Required task
In the listing below, switch "passenger window" to "carriage window" and leave everything else as it is. Return only the lines starting at the one with "the red train" and ending at the one with "[(70, 36), (37, 37), (60, 36)]".

Data entries
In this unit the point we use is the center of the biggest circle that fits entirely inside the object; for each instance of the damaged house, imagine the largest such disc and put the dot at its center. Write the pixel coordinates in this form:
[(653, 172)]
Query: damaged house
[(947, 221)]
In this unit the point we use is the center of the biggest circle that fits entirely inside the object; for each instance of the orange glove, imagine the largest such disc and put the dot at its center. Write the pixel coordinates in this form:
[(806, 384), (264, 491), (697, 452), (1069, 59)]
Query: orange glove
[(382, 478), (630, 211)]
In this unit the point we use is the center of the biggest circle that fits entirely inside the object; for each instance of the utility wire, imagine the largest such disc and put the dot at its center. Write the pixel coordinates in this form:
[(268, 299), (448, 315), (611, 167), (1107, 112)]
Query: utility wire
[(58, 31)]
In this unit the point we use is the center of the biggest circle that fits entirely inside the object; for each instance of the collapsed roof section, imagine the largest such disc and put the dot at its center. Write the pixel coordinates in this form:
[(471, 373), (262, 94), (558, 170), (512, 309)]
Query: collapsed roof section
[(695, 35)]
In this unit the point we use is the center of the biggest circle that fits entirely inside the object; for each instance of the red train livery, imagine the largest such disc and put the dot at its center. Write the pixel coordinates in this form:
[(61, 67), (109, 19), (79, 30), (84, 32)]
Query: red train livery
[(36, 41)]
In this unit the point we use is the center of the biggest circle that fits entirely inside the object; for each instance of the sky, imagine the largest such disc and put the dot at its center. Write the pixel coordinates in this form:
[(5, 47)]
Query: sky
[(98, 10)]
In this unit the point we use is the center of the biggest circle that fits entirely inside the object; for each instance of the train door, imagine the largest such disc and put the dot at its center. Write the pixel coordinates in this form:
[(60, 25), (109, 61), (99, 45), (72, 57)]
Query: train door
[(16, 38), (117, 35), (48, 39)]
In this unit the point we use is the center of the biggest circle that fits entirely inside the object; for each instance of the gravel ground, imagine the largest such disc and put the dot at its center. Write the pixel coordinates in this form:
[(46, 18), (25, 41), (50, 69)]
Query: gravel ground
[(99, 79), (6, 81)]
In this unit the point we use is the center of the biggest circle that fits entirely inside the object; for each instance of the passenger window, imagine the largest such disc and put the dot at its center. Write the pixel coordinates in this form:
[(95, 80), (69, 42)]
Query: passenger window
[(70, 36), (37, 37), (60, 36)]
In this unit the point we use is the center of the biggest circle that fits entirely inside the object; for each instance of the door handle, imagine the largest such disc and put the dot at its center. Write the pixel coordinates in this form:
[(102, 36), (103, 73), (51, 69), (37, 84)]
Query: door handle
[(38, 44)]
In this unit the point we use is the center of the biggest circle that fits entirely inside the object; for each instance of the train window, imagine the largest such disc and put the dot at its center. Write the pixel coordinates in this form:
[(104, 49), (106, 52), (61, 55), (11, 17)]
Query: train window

Answer to the problem
In this unit the point we use is the center of the biggest circle that fits entirely inside the object; for each instance of the red train livery, imagine the largest such disc and put the dot at its center. Write the pixel coordinates in this form:
[(61, 67), (109, 19), (79, 30), (84, 32)]
Query: red train livery
[(36, 41)]
In this unit the point we use is the center of the biggest circle that fits entirely inside the object; for each instance of the sky, imagine the largest such disc and put the dot at its center. Write the pixel coordinates in this form:
[(5, 47)]
Query: sky
[(98, 10)]
In this unit the point we use is the center of the biggest circle that fits entirely inside the object; for each instance of the train door, imagine the largest such disc and put the dot at its center. Write the pixel coordinates in this form:
[(60, 25), (109, 61), (99, 45), (72, 57)]
Query: train door
[(16, 38), (117, 35), (48, 39)]
In this unit the point we use is the center of the biggest circle that fits entirely inside the object; for each instance of the gravel ground, imagine the largest such disc and put the dot at its center. Write the pixel coordinates in this form:
[(46, 18), (25, 41), (50, 69)]
Query: gravel ground
[(99, 79), (6, 81)]
In this unit the point we use is the center of the biggest circle that fits entirely inside the object; for each instance of the carriage window, imagine the largest such disc and put the dot at its center. Write the pixel coordinates in this form:
[(95, 80), (69, 42)]
Query: carriage window
[(70, 36), (37, 37), (60, 36)]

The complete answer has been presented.